Uzay 1999 (Space: 1999) dizisini izleyen nesiller için 2025 yılı tarifsiz kalır. 1975-1977 yılları arasında yayınlanmış bir İngiliz bilim kurgu televizyon dizisiydi. Dizi, 1999 yılında Ay Üssü Alfa'da geçer. Ay'ın üzerinde bulunan nükleer atık depolarının patlaması sonucu, Ay yörüngesinden çıkarak uzayda kontrolden çıkar ve bilinmeyen bir yöne doğru sürüklenmeye başlar. Bu olay sonucunda, Ay Üssü Alfa'daki bilim insanları ve personel, hayatta kalma mücadelesi verirken uzayın farklı bölgelerine yolculuk ederler ve çeşitli yabancı medeniyetlerle karşılaşırlar. 1999'da buna benzer hikaye olmadı. Yıl 2025 olurken nükleer değil batarya atıkları önemli sorun yaratmaya hazır. Son 25 yılda pil ekonomisi hızla büyüdü. Yeni medeniyetleri bulamadık ama yapay zeka ile şarj teknolojisi yeni bir medeniyet yaratıyor. Daha az eneji tüketen, ağa bağlanarak uzaktan yönetilen her cihaz tasarruflu kullanımın anahtarı haline geldi.

Veriler:
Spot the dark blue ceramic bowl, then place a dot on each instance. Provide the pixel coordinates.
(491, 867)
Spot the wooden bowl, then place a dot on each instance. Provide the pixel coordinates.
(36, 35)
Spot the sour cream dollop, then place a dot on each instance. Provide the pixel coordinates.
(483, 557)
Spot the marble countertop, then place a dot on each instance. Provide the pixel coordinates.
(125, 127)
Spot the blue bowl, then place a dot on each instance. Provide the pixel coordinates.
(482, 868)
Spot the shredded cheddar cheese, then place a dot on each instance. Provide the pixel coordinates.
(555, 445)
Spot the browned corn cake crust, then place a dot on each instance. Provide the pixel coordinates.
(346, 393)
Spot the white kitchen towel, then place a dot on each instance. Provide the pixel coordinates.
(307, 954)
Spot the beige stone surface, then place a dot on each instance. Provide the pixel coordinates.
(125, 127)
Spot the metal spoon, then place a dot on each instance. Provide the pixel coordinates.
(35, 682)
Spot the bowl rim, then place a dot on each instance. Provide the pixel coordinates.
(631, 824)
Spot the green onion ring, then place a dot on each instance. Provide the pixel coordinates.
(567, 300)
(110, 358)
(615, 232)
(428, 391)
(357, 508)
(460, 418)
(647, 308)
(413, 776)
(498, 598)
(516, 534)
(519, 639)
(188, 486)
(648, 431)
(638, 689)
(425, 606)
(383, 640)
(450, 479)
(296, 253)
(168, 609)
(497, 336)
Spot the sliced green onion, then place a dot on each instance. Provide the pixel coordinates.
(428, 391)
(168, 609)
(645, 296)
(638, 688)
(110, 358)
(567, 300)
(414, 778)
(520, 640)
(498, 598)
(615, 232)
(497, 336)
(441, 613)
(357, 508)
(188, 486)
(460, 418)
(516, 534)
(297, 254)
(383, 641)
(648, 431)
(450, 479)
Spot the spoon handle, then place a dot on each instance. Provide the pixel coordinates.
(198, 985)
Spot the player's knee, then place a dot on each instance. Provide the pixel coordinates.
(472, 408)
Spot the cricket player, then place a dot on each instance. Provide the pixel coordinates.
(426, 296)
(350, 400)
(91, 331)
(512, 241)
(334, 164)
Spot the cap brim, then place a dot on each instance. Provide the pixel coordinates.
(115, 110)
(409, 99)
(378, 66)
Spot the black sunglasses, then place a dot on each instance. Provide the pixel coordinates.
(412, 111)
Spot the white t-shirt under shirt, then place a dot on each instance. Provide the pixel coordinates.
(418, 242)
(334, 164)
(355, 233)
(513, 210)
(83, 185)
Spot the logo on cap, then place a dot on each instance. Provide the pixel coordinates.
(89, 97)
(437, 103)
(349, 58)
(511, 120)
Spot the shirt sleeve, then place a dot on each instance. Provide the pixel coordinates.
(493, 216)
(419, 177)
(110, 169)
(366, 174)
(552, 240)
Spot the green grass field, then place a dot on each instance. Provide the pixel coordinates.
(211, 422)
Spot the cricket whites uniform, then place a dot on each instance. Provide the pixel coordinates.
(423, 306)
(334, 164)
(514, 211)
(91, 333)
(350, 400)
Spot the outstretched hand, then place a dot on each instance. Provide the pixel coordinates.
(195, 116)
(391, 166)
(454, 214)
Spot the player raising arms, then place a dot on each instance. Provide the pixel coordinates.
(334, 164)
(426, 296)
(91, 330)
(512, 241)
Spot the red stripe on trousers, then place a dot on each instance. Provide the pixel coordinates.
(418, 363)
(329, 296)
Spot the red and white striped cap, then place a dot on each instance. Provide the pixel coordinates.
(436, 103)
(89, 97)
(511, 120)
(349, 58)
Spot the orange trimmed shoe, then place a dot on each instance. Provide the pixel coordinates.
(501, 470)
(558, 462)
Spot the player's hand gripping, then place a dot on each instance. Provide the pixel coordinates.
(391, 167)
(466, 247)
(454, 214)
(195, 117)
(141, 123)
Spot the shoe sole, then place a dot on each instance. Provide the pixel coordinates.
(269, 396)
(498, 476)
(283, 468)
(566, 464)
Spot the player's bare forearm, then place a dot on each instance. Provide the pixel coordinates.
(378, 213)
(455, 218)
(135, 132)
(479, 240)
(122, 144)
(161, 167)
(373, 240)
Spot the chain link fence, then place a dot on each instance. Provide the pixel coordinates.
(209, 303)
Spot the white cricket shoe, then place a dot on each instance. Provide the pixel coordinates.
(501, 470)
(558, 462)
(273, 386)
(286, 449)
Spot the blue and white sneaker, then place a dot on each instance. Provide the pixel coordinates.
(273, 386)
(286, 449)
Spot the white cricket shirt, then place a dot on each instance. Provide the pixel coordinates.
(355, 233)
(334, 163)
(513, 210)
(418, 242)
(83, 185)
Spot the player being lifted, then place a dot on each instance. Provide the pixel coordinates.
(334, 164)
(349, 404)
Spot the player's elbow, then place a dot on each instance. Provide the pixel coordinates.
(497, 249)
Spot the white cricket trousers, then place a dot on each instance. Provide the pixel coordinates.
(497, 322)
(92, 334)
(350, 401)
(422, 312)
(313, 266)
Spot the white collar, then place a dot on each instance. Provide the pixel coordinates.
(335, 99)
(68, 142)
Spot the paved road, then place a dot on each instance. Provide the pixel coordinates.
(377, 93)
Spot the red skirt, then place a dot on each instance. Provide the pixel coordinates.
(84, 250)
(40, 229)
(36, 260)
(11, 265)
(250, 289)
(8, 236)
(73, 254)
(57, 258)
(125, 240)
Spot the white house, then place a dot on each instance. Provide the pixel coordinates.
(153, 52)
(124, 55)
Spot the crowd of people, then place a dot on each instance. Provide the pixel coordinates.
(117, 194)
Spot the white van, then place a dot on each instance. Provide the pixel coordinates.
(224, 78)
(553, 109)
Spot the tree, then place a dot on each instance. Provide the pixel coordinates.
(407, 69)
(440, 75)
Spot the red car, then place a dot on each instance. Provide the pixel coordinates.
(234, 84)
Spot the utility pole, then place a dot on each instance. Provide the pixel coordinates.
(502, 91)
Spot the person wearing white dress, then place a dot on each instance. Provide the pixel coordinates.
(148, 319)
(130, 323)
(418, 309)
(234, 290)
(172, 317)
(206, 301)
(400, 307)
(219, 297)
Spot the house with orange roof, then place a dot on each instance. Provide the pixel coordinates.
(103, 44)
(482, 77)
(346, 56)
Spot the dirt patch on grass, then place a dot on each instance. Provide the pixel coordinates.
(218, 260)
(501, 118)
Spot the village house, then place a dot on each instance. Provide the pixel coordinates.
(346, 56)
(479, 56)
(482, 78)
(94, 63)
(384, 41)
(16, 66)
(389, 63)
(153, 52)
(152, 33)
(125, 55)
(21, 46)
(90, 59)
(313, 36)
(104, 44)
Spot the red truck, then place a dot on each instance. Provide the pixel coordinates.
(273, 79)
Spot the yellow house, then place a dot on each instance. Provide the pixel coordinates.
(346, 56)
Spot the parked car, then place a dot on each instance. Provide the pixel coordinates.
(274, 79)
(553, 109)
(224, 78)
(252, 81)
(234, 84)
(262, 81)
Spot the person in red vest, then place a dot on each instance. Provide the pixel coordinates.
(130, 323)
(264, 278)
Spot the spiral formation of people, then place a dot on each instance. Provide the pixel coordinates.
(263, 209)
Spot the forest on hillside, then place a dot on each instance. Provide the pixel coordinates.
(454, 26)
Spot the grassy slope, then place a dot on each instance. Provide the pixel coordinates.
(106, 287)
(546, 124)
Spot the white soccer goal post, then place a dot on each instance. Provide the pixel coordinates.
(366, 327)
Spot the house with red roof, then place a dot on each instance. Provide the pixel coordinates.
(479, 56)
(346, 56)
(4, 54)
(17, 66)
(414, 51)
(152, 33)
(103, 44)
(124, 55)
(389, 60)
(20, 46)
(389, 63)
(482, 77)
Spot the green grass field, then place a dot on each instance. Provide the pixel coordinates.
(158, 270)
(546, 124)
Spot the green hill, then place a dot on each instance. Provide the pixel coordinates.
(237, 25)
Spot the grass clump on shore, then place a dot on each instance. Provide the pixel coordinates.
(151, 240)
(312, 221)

Görev A:
Belge metnine göre Uzay 1999 dizisi hangi yıllar arasında yayınlandı?
Görev B:
Kayıtlarda "Spot the grass clump" geçen satırdan başla, kayıtların sonuna kadar git ve bu kısmı iki sütunlu bir CSV'ye dönüştür. Sütun adları girdi ve çıktı olsun, her girdi için bir satır yaz, her alanı tırnak içine al ve satır sonlarını boşluğa çevir.

Tam cevap A:
1975-1977 yılları arasında yayınlandı.

Tam cevap B:
girdi,çıktı
"Spot the grass clump on shore, then place a dot on each instance. Provide the pixel coordinates.","(151, 240) (312, 221)"